Contour labeling items =>
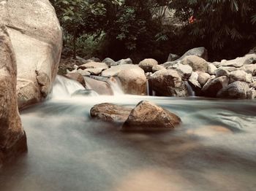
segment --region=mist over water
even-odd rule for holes
[[[69,96],[78,85],[58,77],[52,99],[22,112],[29,153],[0,170],[1,191],[255,190],[255,101]],[[182,125],[127,133],[90,119],[94,104],[142,100]]]

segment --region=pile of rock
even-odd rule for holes
[[[121,124],[123,130],[173,129],[181,122],[176,114],[149,101],[140,101],[134,109],[101,104],[91,109],[91,116],[105,122]]]

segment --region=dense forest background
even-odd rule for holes
[[[210,61],[256,46],[255,0],[50,0],[64,31],[63,55],[153,58],[165,62],[203,46]]]

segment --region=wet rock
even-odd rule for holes
[[[230,76],[230,72],[224,69],[219,69],[216,71],[216,77],[223,77],[223,76],[226,76],[226,77],[229,77]]]
[[[64,77],[67,77],[68,79],[73,79],[75,81],[78,82],[80,83],[83,87],[86,87],[86,82],[84,81],[83,77],[81,74],[79,73],[68,73]]]
[[[89,62],[83,65],[79,66],[78,69],[85,70],[86,69],[108,69],[108,66],[105,63],[97,63],[97,62]]]
[[[103,60],[102,63],[108,65],[108,67],[116,66],[117,63],[110,58],[106,58]]]
[[[180,57],[177,55],[169,54],[168,58],[167,60],[167,62],[172,62],[178,60]]]
[[[94,106],[91,109],[91,117],[111,122],[124,122],[132,111],[132,108],[104,103]]]
[[[172,129],[181,123],[173,113],[149,101],[140,101],[122,126],[125,130]]]
[[[181,76],[173,69],[160,70],[148,78],[148,82],[157,96],[185,97],[188,91]]]
[[[124,65],[124,64],[132,64],[132,61],[131,58],[121,59],[116,62],[117,65]]]
[[[209,63],[208,65],[207,68],[207,73],[210,75],[214,75],[216,74],[216,71],[217,70],[217,68],[212,63]]]
[[[230,73],[230,82],[236,81],[252,82],[252,74],[247,74],[243,70],[237,70]]]
[[[154,66],[157,66],[158,62],[152,58],[144,59],[143,61],[139,63],[139,66],[145,71],[145,72],[152,72],[152,68]]]
[[[18,101],[22,108],[42,101],[51,90],[62,33],[48,1],[5,1],[0,5],[0,24],[7,26],[15,54]]]
[[[227,87],[221,90],[217,94],[217,97],[245,99],[247,98],[247,92],[249,90],[249,88],[247,83],[238,81],[230,84]]]
[[[0,167],[27,150],[18,110],[17,67],[7,28],[0,26]]]
[[[84,77],[83,78],[86,81],[86,89],[93,90],[99,95],[113,95],[111,87],[108,83],[88,77]]]
[[[166,69],[164,66],[161,66],[161,65],[156,65],[156,66],[154,66],[152,67],[153,73],[154,73],[154,72],[156,72],[157,71],[159,71],[159,70],[166,70]]]
[[[215,98],[220,90],[227,87],[228,82],[228,77],[225,76],[208,80],[202,89],[203,95]]]
[[[122,70],[132,69],[140,69],[140,68],[138,67],[137,65],[133,65],[133,64],[118,65],[116,66],[112,66],[111,68],[103,71],[102,72],[102,76],[105,77],[116,77]]]
[[[181,63],[184,65],[189,65],[193,71],[207,71],[208,63],[203,58],[196,55],[189,55],[185,57]]]
[[[200,85],[203,87],[205,84],[208,82],[208,80],[211,78],[211,76],[209,74],[206,72],[197,72],[198,74],[198,78],[197,80],[200,83]]]
[[[117,75],[124,93],[146,95],[146,77],[144,71],[135,66],[121,71]]]

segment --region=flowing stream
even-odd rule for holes
[[[1,191],[255,190],[255,101],[71,96],[83,89],[59,77],[51,99],[21,112],[29,152],[1,170]],[[90,119],[96,104],[142,100],[182,125],[127,133]]]

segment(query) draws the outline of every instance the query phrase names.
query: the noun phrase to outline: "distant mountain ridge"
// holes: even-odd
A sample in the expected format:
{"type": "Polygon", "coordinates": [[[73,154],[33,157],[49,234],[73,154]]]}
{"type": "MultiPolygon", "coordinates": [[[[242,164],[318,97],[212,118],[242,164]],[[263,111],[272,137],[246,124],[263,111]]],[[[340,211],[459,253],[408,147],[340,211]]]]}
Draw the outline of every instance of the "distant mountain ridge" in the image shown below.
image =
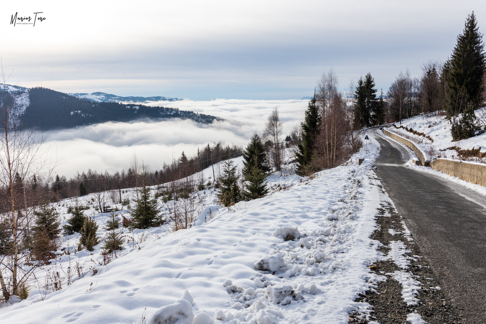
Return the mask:
{"type": "Polygon", "coordinates": [[[176,98],[168,98],[156,96],[155,97],[122,97],[105,92],[92,92],[91,93],[68,93],[69,96],[80,99],[87,100],[93,102],[122,102],[128,103],[148,103],[157,101],[178,101],[182,99],[176,98]]]}
{"type": "MultiPolygon", "coordinates": [[[[210,123],[214,119],[222,120],[215,116],[179,110],[177,108],[90,101],[47,88],[29,88],[0,85],[2,94],[4,89],[7,92],[7,104],[14,104],[10,118],[15,124],[26,128],[37,127],[48,130],[106,121],[126,122],[143,119],[160,120],[180,118],[205,123],[210,123]]],[[[2,105],[1,102],[0,105],[2,105]]]]}

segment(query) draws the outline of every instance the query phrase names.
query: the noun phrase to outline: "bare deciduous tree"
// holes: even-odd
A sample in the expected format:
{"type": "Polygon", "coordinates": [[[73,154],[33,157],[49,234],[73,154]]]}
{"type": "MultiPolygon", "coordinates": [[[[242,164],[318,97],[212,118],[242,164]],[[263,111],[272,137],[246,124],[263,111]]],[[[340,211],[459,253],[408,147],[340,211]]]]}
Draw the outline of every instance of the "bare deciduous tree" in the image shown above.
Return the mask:
{"type": "MultiPolygon", "coordinates": [[[[11,251],[0,256],[0,286],[3,298],[17,295],[35,267],[24,266],[30,261],[27,239],[33,208],[27,199],[25,182],[47,166],[40,149],[46,140],[34,129],[23,129],[14,112],[16,95],[7,90],[8,79],[1,69],[0,100],[0,186],[8,193],[8,210],[4,215],[11,232],[11,251]],[[19,249],[22,251],[20,251],[19,249]]],[[[49,175],[48,176],[49,177],[49,175]]]]}
{"type": "Polygon", "coordinates": [[[351,131],[346,102],[338,90],[334,71],[323,74],[316,93],[320,111],[319,135],[316,141],[314,169],[334,168],[348,155],[347,140],[351,131]]]}
{"type": "Polygon", "coordinates": [[[263,131],[263,136],[269,141],[267,149],[269,160],[277,171],[282,170],[282,162],[284,159],[284,146],[282,141],[283,123],[278,117],[278,109],[276,108],[268,117],[263,131]]]}

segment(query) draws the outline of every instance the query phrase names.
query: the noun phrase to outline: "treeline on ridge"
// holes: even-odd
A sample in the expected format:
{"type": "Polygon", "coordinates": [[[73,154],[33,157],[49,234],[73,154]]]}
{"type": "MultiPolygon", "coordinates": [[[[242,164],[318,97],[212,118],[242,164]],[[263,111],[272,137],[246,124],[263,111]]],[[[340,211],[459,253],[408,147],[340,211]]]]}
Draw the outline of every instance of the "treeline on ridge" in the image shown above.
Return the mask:
{"type": "Polygon", "coordinates": [[[116,102],[92,102],[43,87],[29,91],[30,104],[20,116],[21,126],[39,130],[75,127],[106,121],[129,121],[148,118],[178,118],[203,123],[219,119],[215,116],[177,108],[116,102]]]}

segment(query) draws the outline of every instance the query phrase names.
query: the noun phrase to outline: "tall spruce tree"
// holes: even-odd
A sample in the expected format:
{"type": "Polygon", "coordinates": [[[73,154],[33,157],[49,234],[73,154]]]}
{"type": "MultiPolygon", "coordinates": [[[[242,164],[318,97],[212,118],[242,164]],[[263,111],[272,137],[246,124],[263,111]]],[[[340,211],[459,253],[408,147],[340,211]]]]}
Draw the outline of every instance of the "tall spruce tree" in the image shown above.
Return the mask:
{"type": "Polygon", "coordinates": [[[373,125],[373,110],[377,103],[376,93],[377,90],[375,88],[375,79],[371,76],[371,73],[368,72],[364,76],[364,110],[366,112],[366,125],[370,127],[373,125]]]}
{"type": "Polygon", "coordinates": [[[354,127],[356,129],[369,127],[374,124],[373,111],[376,109],[378,102],[376,99],[376,89],[375,88],[375,80],[371,74],[368,72],[358,80],[358,84],[354,91],[354,127]]]}
{"type": "Polygon", "coordinates": [[[244,175],[245,181],[248,182],[243,191],[245,199],[256,199],[268,193],[266,179],[265,173],[258,167],[250,168],[249,172],[244,175]]]}
{"type": "Polygon", "coordinates": [[[373,110],[373,120],[375,125],[382,125],[385,123],[385,102],[383,100],[382,89],[373,110]]]}
{"type": "Polygon", "coordinates": [[[309,102],[305,111],[305,119],[302,123],[302,142],[297,145],[298,151],[295,153],[297,173],[301,176],[307,175],[312,171],[309,170],[314,145],[319,127],[319,109],[316,105],[315,94],[309,102]]]}
{"type": "Polygon", "coordinates": [[[461,106],[458,113],[466,109],[468,103],[471,102],[474,109],[479,108],[482,103],[483,76],[486,67],[484,46],[483,34],[479,33],[477,20],[472,12],[466,19],[463,34],[457,36],[448,73],[449,92],[464,91],[466,96],[465,102],[458,103],[461,106]]]}
{"type": "Polygon", "coordinates": [[[35,216],[34,230],[36,232],[39,233],[45,230],[50,240],[59,237],[61,232],[59,229],[59,214],[56,211],[55,207],[51,207],[49,203],[46,203],[39,206],[34,214],[35,216]]]}
{"type": "Polygon", "coordinates": [[[250,170],[255,167],[263,173],[270,172],[265,147],[261,138],[255,133],[251,136],[250,142],[246,146],[242,153],[243,155],[243,174],[249,173],[250,170]]]}
{"type": "Polygon", "coordinates": [[[353,123],[355,129],[366,127],[369,118],[365,111],[366,103],[364,98],[366,94],[364,83],[363,77],[360,77],[354,89],[354,98],[353,99],[353,123]]]}

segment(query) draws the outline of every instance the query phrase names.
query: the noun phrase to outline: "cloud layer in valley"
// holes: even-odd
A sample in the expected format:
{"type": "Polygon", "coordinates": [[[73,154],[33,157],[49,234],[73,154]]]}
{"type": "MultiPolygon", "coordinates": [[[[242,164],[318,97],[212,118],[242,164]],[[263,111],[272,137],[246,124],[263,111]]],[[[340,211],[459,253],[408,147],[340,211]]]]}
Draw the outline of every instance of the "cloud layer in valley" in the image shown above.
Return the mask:
{"type": "MultiPolygon", "coordinates": [[[[109,122],[55,131],[46,143],[52,158],[58,161],[56,171],[70,177],[88,168],[110,172],[126,170],[136,152],[151,170],[159,169],[182,151],[189,156],[208,143],[224,140],[244,146],[255,132],[261,133],[268,115],[276,107],[284,122],[283,136],[303,118],[307,100],[218,99],[171,102],[181,109],[217,116],[224,120],[201,124],[190,119],[131,122],[109,122]]],[[[154,103],[154,104],[162,103],[154,103]]],[[[167,103],[167,102],[165,102],[167,103]]]]}

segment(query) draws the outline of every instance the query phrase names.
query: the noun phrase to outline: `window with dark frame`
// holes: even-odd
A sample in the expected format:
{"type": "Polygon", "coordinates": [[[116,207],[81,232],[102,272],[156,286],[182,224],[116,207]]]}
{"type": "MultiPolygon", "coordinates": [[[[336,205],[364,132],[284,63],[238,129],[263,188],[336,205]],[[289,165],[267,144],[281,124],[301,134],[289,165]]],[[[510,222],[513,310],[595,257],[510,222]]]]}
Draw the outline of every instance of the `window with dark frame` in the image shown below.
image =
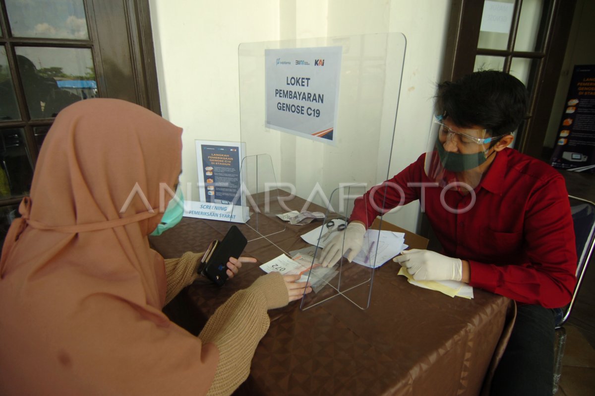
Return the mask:
{"type": "Polygon", "coordinates": [[[95,97],[161,114],[148,0],[0,0],[0,243],[56,115],[95,97]]]}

Problem description =>
In how many lines of the records does the string "with" appear, matching case exactly? Reply only in a number.

Finished task =>
2